**** Entries supplied ****

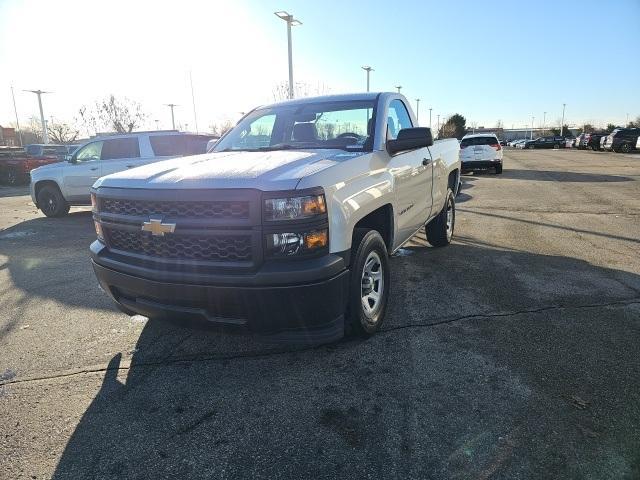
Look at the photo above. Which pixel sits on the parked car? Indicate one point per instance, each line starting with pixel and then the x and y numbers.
pixel 481 151
pixel 603 139
pixel 15 168
pixel 286 228
pixel 555 142
pixel 622 140
pixel 592 140
pixel 54 188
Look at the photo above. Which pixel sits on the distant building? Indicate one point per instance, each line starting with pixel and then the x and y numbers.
pixel 8 137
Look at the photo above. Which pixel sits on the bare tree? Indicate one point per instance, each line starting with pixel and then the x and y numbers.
pixel 112 114
pixel 220 128
pixel 60 132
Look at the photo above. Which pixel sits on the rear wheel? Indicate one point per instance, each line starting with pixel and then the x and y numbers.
pixel 440 229
pixel 369 284
pixel 51 202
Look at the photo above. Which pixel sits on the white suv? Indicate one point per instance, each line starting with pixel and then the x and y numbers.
pixel 481 152
pixel 57 186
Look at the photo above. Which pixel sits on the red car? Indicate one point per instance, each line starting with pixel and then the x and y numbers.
pixel 15 164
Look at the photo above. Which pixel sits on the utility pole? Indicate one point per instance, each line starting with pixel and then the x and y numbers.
pixel 193 101
pixel 173 118
pixel 367 69
pixel 15 110
pixel 532 120
pixel 45 133
pixel 291 22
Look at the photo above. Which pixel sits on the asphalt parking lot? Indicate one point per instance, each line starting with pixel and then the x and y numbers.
pixel 512 353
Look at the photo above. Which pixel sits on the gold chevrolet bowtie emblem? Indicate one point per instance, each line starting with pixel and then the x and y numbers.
pixel 157 228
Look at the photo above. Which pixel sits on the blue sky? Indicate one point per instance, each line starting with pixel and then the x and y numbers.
pixel 487 60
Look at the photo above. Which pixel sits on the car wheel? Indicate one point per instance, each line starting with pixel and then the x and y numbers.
pixel 369 284
pixel 51 202
pixel 440 229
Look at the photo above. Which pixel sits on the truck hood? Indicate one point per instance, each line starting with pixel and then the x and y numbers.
pixel 48 168
pixel 272 170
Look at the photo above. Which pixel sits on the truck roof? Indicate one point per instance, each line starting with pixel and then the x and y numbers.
pixel 329 98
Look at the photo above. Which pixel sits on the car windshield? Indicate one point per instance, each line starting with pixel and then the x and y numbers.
pixel 346 125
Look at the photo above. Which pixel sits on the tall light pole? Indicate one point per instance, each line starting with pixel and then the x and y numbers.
pixel 45 133
pixel 291 22
pixel 532 120
pixel 367 69
pixel 15 110
pixel 173 118
pixel 193 102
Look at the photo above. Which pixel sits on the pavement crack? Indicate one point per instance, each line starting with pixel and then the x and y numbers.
pixel 285 351
pixel 630 301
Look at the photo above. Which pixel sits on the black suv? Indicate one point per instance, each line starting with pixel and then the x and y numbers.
pixel 622 140
pixel 546 142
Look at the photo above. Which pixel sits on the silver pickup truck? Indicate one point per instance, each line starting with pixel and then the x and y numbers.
pixel 286 227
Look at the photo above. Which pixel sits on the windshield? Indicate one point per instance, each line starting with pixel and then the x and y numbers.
pixel 347 125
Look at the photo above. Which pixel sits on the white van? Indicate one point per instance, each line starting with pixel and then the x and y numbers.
pixel 481 151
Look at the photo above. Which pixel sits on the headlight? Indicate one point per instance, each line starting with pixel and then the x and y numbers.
pixel 94 202
pixel 294 208
pixel 301 243
pixel 98 230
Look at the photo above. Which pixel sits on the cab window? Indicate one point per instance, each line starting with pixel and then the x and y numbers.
pixel 120 148
pixel 89 152
pixel 397 120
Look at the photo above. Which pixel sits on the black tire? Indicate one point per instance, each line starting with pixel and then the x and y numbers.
pixel 368 246
pixel 51 202
pixel 12 177
pixel 439 231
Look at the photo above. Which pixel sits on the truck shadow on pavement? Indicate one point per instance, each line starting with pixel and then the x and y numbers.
pixel 559 176
pixel 48 259
pixel 531 368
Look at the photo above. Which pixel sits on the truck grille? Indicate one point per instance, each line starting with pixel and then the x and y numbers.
pixel 229 248
pixel 210 210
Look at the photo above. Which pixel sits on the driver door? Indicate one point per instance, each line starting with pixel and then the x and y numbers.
pixel 82 172
pixel 413 176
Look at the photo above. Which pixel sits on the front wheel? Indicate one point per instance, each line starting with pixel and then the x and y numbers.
pixel 369 283
pixel 440 229
pixel 51 202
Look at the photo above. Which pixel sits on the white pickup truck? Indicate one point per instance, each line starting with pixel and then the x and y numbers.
pixel 286 227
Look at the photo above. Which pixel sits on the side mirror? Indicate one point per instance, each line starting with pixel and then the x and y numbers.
pixel 410 139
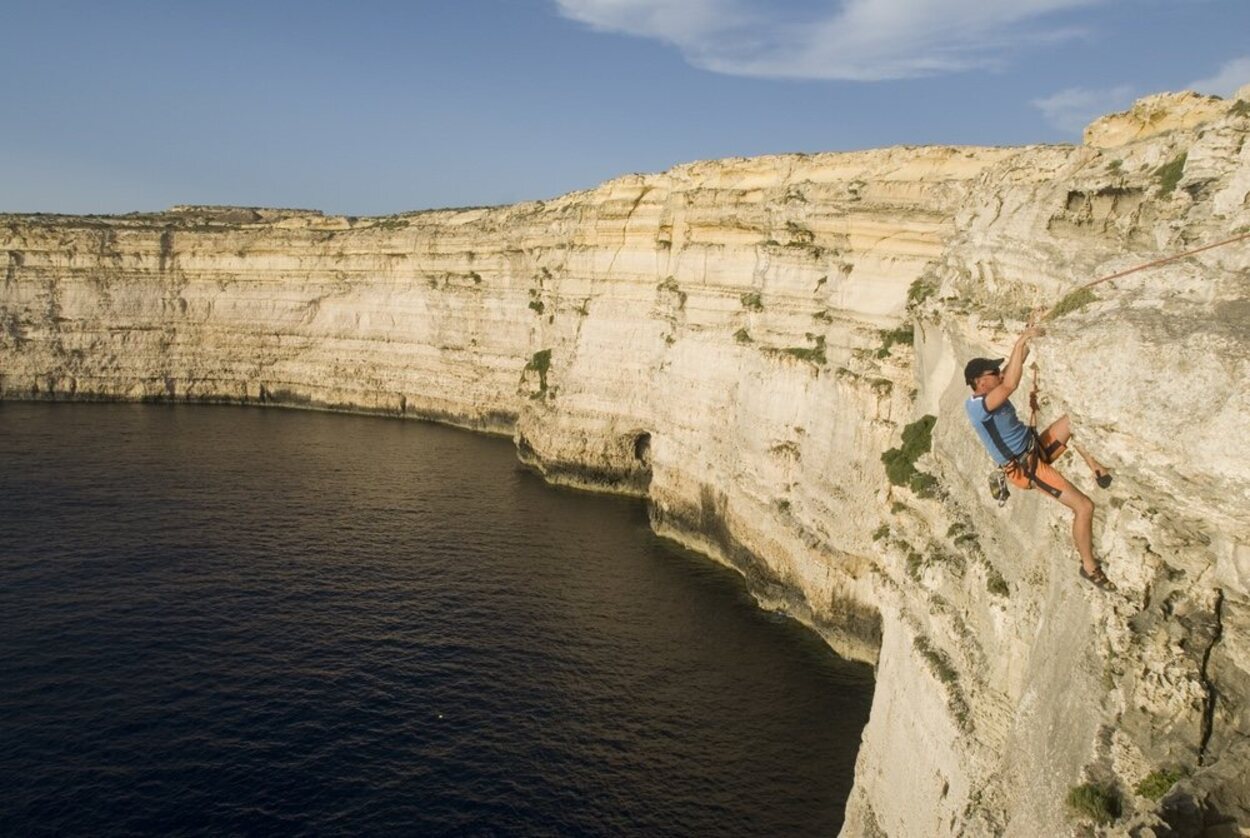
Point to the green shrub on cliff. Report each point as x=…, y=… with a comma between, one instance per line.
x=904, y=334
x=1094, y=802
x=540, y=363
x=900, y=463
x=1170, y=173
x=1156, y=783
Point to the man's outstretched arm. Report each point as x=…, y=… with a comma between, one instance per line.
x=1014, y=369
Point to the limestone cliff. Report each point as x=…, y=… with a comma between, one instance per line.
x=741, y=340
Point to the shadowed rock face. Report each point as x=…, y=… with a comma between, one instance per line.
x=731, y=339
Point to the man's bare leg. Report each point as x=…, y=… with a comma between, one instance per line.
x=1061, y=430
x=1083, y=524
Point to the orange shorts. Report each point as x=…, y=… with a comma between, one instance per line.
x=1045, y=449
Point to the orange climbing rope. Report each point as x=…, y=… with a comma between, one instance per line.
x=1033, y=393
x=1150, y=264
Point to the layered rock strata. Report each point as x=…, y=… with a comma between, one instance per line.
x=740, y=342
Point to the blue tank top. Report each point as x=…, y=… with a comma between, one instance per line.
x=1001, y=432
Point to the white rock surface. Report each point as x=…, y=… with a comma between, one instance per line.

****

- _Assignment_:
Repeat the data exactly, dropping every picture it holds.

- _Result for this task_:
Look at the photo above. Which pixel sits on the parked car? Indicate one point per instance, each line starting with pixel and then the x and y numbers.
pixel 481 151
pixel 603 139
pixel 15 168
pixel 286 228
pixel 555 142
pixel 622 140
pixel 592 140
pixel 54 188
Look at the photo above. Which pixel sits on the distant building? Indicate one point per instance, each line starting with pixel and then the x and y numbers.
pixel 8 137
Look at the photo above. Which pixel sits on the bare tree? Indicate one point per instance, each line starting with pixel and then the x and y numbers.
pixel 112 114
pixel 220 128
pixel 60 132
Look at the photo above. Which pixel sits on the rear wheel? Indicate one point per instance, each line starting with pixel and then the x and y numbers.
pixel 440 229
pixel 369 284
pixel 51 202
Look at the photo above. Which pixel sits on the white suv? Indicate one point per instance, each line starting with pixel and then the x and y numbers.
pixel 481 152
pixel 57 186
Look at the photo above. Which pixel sits on the red car? Indicate one point per instance, each line starting with pixel and then the x and y numbers.
pixel 15 164
Look at the photo above. Which pixel sits on the utility pole? Indicate one point per instance, each line starting with pixel and then the x and y numbers.
pixel 193 101
pixel 173 118
pixel 367 69
pixel 15 110
pixel 532 120
pixel 45 133
pixel 291 22
Look at the photo above. Which pixel sits on the asphalt parking lot? Indicate one point per instance, each line starting with pixel and then the x and y numbers.
pixel 512 353
Look at the photo above. Which pixel sits on the gold chevrolet bowtie emblem? Indicate one point per instance, each line starting with pixel and then the x and y numbers.
pixel 157 228
Look at the photo above. Which pixel sits on the blue sky? Indicate one point per instance, each line starting with pixel and then the x and y numbers.
pixel 487 60
Look at the photo above. Which pixel sits on the car wheel? Indicate one point per instance, each line starting with pixel and then the x and y numbers.
pixel 369 284
pixel 51 202
pixel 440 229
Look at the photo above. Which pixel sits on the truck hood? Indicate one point per instance, each line starting with pixel and then the x and y numbers.
pixel 48 168
pixel 272 170
Look at the photo above. Which pixel sits on the truck roof? Indicate one point per instance, each line starting with pixel and then the x and y numbers.
pixel 329 98
Look at the photo above. Which pixel sits on the car windshield? Indicate one point per instance, each line starting with pixel and then the x and y numbers.
pixel 346 125
Look at the photo above. Which pixel sits on the tall light pole? Indicate one point per instance, each line starting with pixel and then the x and y numbers.
pixel 45 133
pixel 291 22
pixel 532 120
pixel 367 69
pixel 15 110
pixel 173 118
pixel 193 102
Look at the photo above. Which pixel sits on the pavement crack? Indicate one point per instance, each line starting with pixel and then the x and y numbers.
pixel 285 351
pixel 630 301
Look at the photo above. Which pixel sits on the black suv? Indicate one point per instance, each line starting with pixel and then the x and y numbers.
pixel 622 140
pixel 546 142
Look at the photo above. Which pixel sits on the silver pickup truck? Indicate one point per instance, each line starting with pixel and then the x and y numbers.
pixel 286 227
Look at the photo above. Which pixel sits on the windshield? Indicate one point per instance, each line starting with pixel and then the x and y numbers.
pixel 347 125
Look at the photo above. Which pixel sits on the white van? Indicate one point per instance, each line starting with pixel and then the x and y numbers.
pixel 481 151
Look at the photo above. Which pixel sits on the headlight? Indicate one point per instance, each line starting with pixel and then the x and y numbers.
pixel 94 202
pixel 294 208
pixel 301 243
pixel 98 230
Look at the photo above. Which pixel sits on the cab window? Indicate one point per instance, each line starting with pixel and then the x and y numbers.
pixel 120 148
pixel 89 152
pixel 397 120
Look at the photo above. Which pixel sits on the black tire? Indicate one point per instance, each line starting with pixel and then the x and y numbers.
pixel 368 246
pixel 51 202
pixel 12 177
pixel 439 231
Look at the photo above. Which pixel sits on the truck shadow on pavement? Indicate one point per instance, each line starting with pixel and then the x and y numbers.
pixel 559 176
pixel 48 259
pixel 531 368
Look at the photo above. Which pixel sits on the truck grille? Indicate one point per instance, each line starting with pixel and then the x and y numbers.
pixel 229 248
pixel 210 210
Look at the photo above. Which pixel sits on the driver door? Indicate one point per instance, each line starting with pixel and then the x and y numbers.
pixel 82 172
pixel 413 176
Look at the photo above. Which pixel sits on the front wheel? Indicate one point per instance, each line starting with pixel and then the x and y numbers.
pixel 369 283
pixel 440 229
pixel 51 202
Look at the photo above. Which pixel sits on the white pickup truck? Indicate one point per instance, each line starting with pixel and then the x and y numbers.
pixel 286 227
Look at the photo above. Which pixel sits on the side mirror? Indicate one point per instance, each line starting with pixel and then the x and y numbers.
pixel 410 139
Point to the green shrub on cliff. Report each point as x=…, y=… with a comma between, one instance per line.
x=904, y=334
x=1094, y=802
x=540, y=363
x=900, y=463
x=1170, y=173
x=1156, y=783
Point to the man's outstretched arm. Report each point as x=…, y=… with a comma between, one instance per line.
x=1014, y=369
Point to the limestone cliff. Report each point as x=…, y=… with a comma between, one instance per line.
x=741, y=340
Point to the shadowed rock face. Report each point as x=…, y=… with a comma between, one instance per line.
x=731, y=339
Point to the man's bare leg. Report each point as x=…, y=… with a comma between, one instance per line.
x=1061, y=430
x=1083, y=524
Point to the orange shorts. Report each point as x=…, y=… with a comma between, one instance per line.
x=1045, y=449
Point to the orange climbing rope. Report each point as x=…, y=… with a comma between, one instance per line.
x=1033, y=393
x=1150, y=264
Point to the layered rock strata. Report each point as x=…, y=… with a comma between, one instance per line.
x=740, y=342
Point to the blue tank top. Report each point as x=…, y=… with a comma between, one instance per line.
x=1001, y=432
Point to the white rock surface. Report each point as x=…, y=… with a comma between, one instance per line.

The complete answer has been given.